The new species, Gunakadeit joseeae, is the most complete thalattosaur ever found in North America and has given paleontologists new insights about the thalattosaurs’ family tree, according to a paper published today in the journal Scientific Reports. Scientists found the fossil near Kake in Southeast Alaska in 2011.

This fossil of Gunakadeit joseeae was found in Southeast Alaska. About two thirds of the tail had already eroded away when the fossil was discovered.
Photo courtesy of University of Alaska Museum of the North

Thalattosaurs were marine reptiles that lived more than 200 million years ago, during the mid to late Triassic Period, when their distant relatives - dinosaurs - were first emerging. They grew to lengths of up to 3-4 meters (118-157 inches or 9-13 feet) and lived in equatorial oceans worldwide until they died out near the end of the Triassic.

“When you find a new species, one of the things you want to do is tell people where you think it fits in the family tree,” said Patrick Druckenmiller, the paper’s lead author and director and earth sciences curator at the University of Alaska Museum of the North. “We decided to start from scratch on the family tree.”

TASK INSTRUCTIONS.
[a] According to the text on Gunakadeit joseeae, in which journal was the paper published?
[b] Reproduce the text on Gunakadeit joseeae from "Thalattosaurs were marine" up to and including "of the Triassic.", replacing "marine reptiles" with "sea reptiles".

Dataset rows on where objects appear.
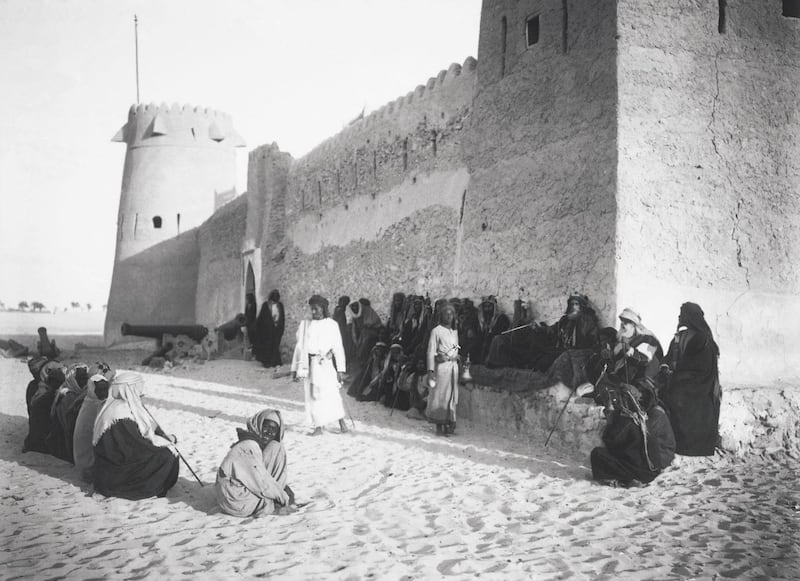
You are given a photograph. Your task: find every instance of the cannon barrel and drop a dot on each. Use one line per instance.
(46, 347)
(196, 332)
(230, 329)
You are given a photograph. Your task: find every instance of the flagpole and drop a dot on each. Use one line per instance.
(136, 40)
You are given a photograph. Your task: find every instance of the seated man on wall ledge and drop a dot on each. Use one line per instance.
(538, 345)
(634, 358)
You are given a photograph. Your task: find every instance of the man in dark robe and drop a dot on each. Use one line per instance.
(62, 420)
(414, 325)
(367, 329)
(638, 439)
(394, 324)
(692, 394)
(51, 376)
(635, 357)
(270, 325)
(134, 458)
(539, 345)
(345, 327)
(491, 323)
(250, 317)
(468, 328)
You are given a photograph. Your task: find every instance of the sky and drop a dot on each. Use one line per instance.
(290, 71)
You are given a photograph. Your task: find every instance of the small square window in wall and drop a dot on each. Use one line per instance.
(532, 30)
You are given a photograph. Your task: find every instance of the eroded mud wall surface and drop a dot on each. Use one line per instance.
(709, 176)
(539, 217)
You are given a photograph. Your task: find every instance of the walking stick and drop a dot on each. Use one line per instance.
(566, 403)
(515, 329)
(176, 447)
(346, 407)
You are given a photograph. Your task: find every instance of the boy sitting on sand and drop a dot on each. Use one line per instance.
(251, 481)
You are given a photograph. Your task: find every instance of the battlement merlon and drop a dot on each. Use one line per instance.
(447, 91)
(152, 125)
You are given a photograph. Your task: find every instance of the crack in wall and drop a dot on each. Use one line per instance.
(713, 119)
(735, 238)
(735, 230)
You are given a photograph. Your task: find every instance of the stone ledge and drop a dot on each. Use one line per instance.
(753, 420)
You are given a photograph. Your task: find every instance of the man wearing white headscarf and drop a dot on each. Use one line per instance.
(319, 360)
(96, 394)
(134, 458)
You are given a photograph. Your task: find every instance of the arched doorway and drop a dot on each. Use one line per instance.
(249, 280)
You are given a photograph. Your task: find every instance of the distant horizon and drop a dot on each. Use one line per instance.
(282, 75)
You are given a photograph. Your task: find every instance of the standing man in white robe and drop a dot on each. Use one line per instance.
(320, 361)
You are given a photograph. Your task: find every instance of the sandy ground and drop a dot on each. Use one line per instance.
(388, 501)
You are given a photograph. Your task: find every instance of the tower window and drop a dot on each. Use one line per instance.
(503, 42)
(532, 30)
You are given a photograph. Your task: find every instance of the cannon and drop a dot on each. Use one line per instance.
(232, 328)
(194, 332)
(46, 346)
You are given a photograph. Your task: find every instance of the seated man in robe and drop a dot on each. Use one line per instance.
(62, 420)
(134, 458)
(414, 325)
(537, 346)
(366, 330)
(491, 323)
(51, 376)
(394, 324)
(634, 359)
(96, 393)
(367, 386)
(252, 478)
(467, 327)
(638, 439)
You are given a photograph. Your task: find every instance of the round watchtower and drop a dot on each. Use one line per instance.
(179, 162)
(180, 165)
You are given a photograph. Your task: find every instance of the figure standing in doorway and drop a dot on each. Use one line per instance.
(269, 329)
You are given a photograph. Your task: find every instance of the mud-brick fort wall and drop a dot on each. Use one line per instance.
(179, 160)
(539, 218)
(220, 275)
(372, 210)
(709, 175)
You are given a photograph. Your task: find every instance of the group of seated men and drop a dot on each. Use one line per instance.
(386, 360)
(625, 370)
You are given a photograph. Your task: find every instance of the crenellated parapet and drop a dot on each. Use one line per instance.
(418, 132)
(158, 125)
(444, 94)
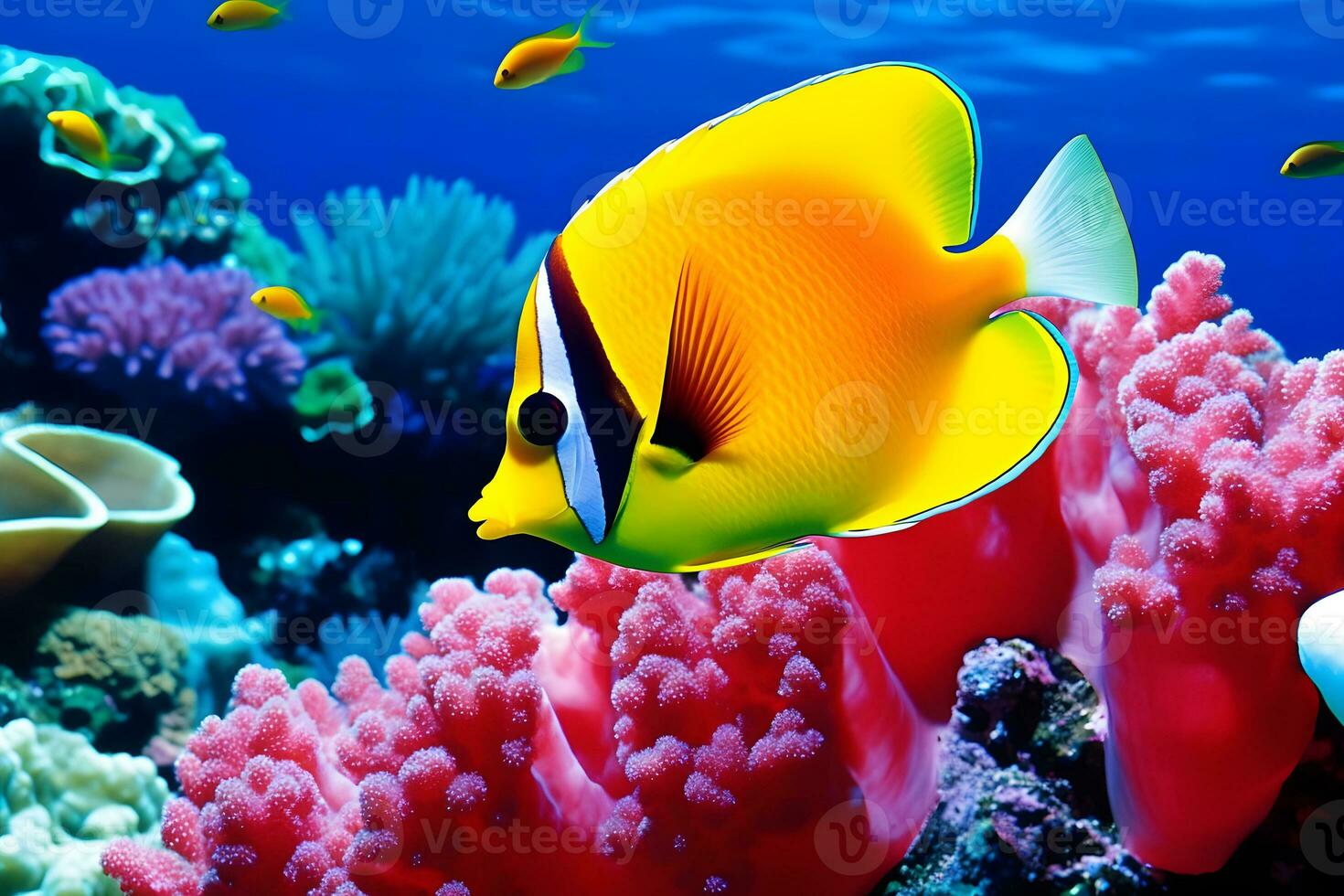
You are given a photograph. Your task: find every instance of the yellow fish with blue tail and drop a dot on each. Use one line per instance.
(246, 15)
(88, 140)
(545, 55)
(760, 334)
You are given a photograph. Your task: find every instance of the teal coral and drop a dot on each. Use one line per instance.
(420, 292)
(187, 195)
(60, 802)
(187, 594)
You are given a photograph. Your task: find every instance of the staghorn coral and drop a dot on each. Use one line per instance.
(421, 292)
(60, 802)
(615, 750)
(165, 332)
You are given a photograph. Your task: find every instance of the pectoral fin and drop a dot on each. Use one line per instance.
(705, 389)
(1003, 410)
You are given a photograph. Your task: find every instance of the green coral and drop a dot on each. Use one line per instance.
(136, 663)
(183, 199)
(420, 292)
(60, 804)
(332, 400)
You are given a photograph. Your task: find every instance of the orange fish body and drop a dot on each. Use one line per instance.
(768, 317)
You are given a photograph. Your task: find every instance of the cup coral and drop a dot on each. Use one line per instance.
(421, 291)
(62, 802)
(507, 750)
(63, 486)
(163, 332)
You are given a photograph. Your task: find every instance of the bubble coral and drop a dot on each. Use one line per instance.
(620, 749)
(163, 332)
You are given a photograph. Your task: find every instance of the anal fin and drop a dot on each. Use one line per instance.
(705, 394)
(1003, 410)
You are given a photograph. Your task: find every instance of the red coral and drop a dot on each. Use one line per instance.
(1214, 529)
(626, 744)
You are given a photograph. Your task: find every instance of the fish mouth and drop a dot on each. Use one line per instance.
(495, 524)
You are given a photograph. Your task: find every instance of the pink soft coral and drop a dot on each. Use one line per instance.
(629, 747)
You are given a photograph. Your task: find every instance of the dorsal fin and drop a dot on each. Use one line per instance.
(703, 403)
(891, 131)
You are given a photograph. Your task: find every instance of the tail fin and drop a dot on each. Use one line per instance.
(585, 42)
(1072, 232)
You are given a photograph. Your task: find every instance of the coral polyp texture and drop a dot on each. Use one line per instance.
(1189, 512)
(168, 334)
(507, 750)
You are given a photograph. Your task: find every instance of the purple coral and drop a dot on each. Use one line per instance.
(163, 331)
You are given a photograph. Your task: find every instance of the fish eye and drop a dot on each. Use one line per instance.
(542, 420)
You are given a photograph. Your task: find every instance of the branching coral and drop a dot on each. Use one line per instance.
(185, 199)
(421, 289)
(1174, 534)
(60, 802)
(624, 746)
(167, 332)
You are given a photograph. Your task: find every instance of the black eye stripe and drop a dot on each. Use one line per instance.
(608, 411)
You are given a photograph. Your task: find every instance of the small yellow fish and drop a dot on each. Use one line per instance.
(760, 335)
(246, 15)
(88, 140)
(1320, 159)
(545, 55)
(286, 305)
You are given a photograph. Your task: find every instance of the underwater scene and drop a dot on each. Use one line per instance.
(671, 446)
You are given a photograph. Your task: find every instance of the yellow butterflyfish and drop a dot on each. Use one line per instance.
(286, 305)
(245, 15)
(88, 140)
(545, 55)
(760, 334)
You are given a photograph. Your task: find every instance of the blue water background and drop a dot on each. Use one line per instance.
(1192, 105)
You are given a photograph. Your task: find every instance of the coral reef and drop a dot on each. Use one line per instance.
(332, 400)
(420, 291)
(316, 577)
(508, 749)
(1189, 511)
(134, 661)
(186, 592)
(165, 334)
(1019, 810)
(183, 200)
(83, 497)
(60, 802)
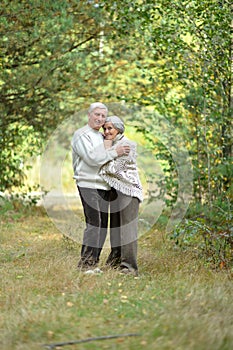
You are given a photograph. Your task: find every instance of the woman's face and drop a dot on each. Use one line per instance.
(109, 131)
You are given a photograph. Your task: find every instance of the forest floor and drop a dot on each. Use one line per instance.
(175, 303)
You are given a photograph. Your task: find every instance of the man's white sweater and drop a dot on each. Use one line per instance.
(89, 154)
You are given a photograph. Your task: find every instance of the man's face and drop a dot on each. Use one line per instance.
(96, 118)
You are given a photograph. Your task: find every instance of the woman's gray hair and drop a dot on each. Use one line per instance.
(95, 105)
(116, 122)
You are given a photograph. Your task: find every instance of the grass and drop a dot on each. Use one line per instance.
(175, 303)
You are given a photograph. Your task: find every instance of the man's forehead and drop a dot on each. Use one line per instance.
(100, 110)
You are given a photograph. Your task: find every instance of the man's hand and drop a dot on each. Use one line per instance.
(122, 150)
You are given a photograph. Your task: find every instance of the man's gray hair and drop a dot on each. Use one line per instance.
(95, 105)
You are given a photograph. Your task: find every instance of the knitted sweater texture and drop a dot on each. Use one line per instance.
(121, 173)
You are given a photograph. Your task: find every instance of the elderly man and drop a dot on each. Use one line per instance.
(89, 154)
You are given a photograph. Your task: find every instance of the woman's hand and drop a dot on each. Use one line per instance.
(122, 150)
(107, 143)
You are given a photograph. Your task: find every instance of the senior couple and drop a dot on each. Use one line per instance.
(107, 179)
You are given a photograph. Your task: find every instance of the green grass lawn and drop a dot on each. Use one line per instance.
(175, 303)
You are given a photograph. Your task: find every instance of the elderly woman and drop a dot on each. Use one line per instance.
(126, 194)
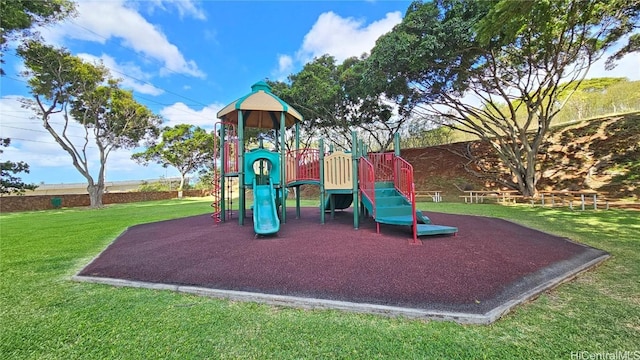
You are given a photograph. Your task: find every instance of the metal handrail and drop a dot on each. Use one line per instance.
(367, 179)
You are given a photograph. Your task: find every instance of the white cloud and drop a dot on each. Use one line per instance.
(285, 67)
(132, 76)
(628, 66)
(340, 37)
(31, 143)
(99, 21)
(344, 37)
(184, 7)
(180, 113)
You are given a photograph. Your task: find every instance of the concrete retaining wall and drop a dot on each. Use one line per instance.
(45, 202)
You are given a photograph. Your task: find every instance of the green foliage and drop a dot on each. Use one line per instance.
(188, 148)
(334, 101)
(162, 185)
(64, 84)
(47, 316)
(20, 16)
(11, 184)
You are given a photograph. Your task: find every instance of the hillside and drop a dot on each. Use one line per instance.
(601, 154)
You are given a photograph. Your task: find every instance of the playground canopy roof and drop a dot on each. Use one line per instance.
(260, 109)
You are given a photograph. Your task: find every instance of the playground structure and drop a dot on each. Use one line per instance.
(377, 184)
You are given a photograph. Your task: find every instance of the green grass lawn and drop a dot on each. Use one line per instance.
(44, 315)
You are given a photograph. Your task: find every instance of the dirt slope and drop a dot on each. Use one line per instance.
(602, 154)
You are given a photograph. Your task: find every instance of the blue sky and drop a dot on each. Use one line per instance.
(185, 60)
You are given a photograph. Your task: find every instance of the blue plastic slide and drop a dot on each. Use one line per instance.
(265, 213)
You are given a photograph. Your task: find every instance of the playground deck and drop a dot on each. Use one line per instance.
(475, 277)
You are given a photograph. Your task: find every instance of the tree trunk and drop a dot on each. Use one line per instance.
(181, 186)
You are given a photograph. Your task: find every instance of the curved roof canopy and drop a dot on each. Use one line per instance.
(260, 109)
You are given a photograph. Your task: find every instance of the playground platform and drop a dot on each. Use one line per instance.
(477, 276)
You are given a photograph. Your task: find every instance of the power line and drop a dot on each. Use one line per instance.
(145, 58)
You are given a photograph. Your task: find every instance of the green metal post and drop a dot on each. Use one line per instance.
(241, 187)
(283, 166)
(396, 144)
(322, 195)
(297, 129)
(223, 160)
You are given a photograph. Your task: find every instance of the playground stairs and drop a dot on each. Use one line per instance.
(394, 209)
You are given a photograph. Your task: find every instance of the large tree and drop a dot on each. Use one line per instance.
(19, 17)
(464, 60)
(334, 102)
(9, 182)
(75, 92)
(188, 148)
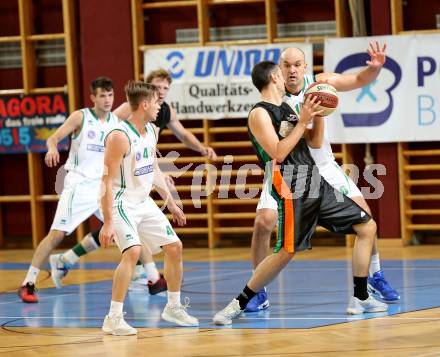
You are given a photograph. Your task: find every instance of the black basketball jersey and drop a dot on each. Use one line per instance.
(163, 117)
(299, 164)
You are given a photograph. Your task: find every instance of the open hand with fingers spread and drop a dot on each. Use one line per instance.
(377, 55)
(178, 215)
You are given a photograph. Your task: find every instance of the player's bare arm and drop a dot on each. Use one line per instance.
(263, 130)
(346, 82)
(116, 146)
(72, 124)
(165, 194)
(189, 139)
(123, 111)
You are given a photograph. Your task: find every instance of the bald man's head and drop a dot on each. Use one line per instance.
(293, 67)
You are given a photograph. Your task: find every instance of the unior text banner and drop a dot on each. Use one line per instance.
(402, 104)
(214, 82)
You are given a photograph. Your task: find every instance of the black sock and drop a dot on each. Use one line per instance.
(360, 287)
(245, 296)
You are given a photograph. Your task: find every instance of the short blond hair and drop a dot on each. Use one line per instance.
(159, 73)
(136, 91)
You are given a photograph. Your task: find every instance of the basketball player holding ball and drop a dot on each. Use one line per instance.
(293, 68)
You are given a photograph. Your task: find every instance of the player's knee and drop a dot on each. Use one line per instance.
(368, 229)
(174, 249)
(264, 223)
(132, 254)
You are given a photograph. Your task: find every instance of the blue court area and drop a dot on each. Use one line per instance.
(306, 294)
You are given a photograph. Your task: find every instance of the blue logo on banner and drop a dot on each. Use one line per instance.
(215, 62)
(175, 58)
(369, 119)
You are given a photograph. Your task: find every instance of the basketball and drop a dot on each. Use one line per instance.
(325, 93)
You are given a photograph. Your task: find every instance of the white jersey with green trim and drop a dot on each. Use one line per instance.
(134, 179)
(86, 155)
(324, 154)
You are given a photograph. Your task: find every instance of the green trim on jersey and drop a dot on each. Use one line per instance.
(75, 135)
(132, 128)
(154, 131)
(261, 153)
(281, 214)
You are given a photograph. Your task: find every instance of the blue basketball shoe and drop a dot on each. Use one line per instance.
(258, 303)
(379, 286)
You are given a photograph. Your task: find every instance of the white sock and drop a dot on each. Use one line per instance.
(374, 264)
(152, 272)
(173, 298)
(115, 308)
(70, 257)
(31, 276)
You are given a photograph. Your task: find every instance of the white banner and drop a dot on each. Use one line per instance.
(215, 82)
(403, 104)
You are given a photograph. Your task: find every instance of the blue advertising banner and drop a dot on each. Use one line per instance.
(27, 121)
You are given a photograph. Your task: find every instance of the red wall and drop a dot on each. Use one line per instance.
(105, 44)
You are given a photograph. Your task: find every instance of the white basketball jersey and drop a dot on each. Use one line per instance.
(135, 177)
(324, 154)
(86, 155)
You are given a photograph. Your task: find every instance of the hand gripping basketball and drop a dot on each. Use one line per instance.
(324, 93)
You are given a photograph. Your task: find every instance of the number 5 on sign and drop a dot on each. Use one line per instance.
(24, 135)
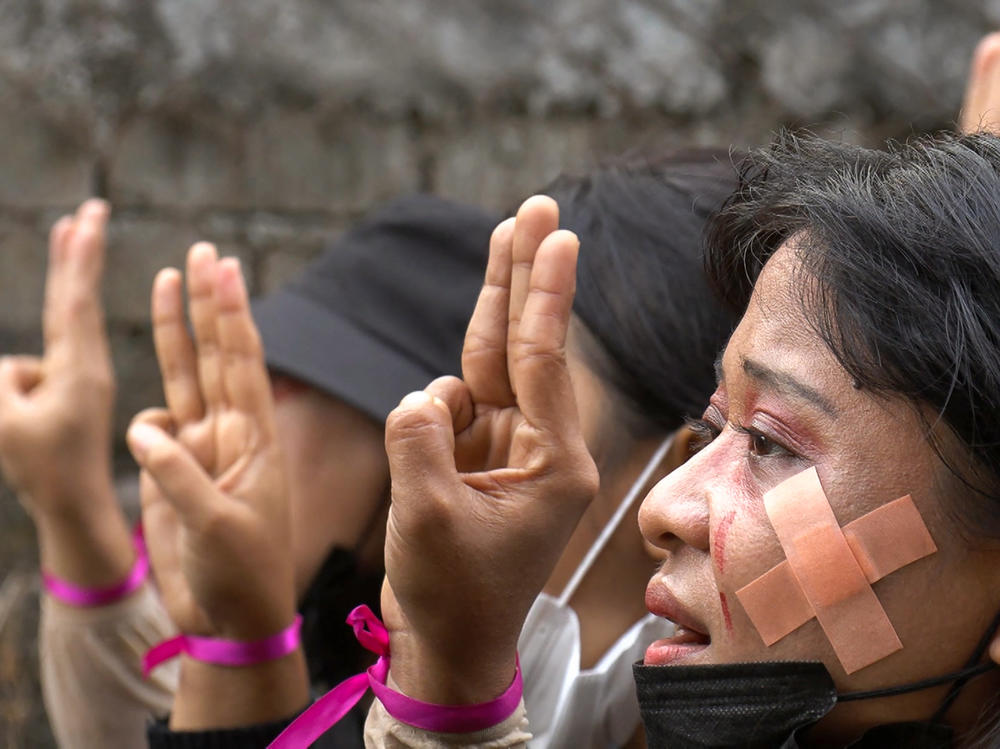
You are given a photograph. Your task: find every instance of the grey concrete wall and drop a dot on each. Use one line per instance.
(268, 125)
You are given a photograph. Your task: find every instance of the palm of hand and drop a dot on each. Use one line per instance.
(55, 412)
(489, 474)
(207, 550)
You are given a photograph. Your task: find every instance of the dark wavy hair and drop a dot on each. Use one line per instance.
(903, 250)
(642, 292)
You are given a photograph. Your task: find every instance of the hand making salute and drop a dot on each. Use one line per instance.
(55, 452)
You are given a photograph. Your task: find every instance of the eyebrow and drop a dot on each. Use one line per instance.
(782, 381)
(788, 384)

ANSWER SET.
[a] Scientific Reports

[b]
Thalattosaurs were sea reptiles that lived more than 200 million years ago, during the mid to late Triassic Period, when their distant relatives - dinosaurs - were first emerging. They grew to lengths of up to 3-4 meters (118-157 inches or 9-13 feet) and lived in equatorial oceans worldwide until they died out near the end of the Triassic.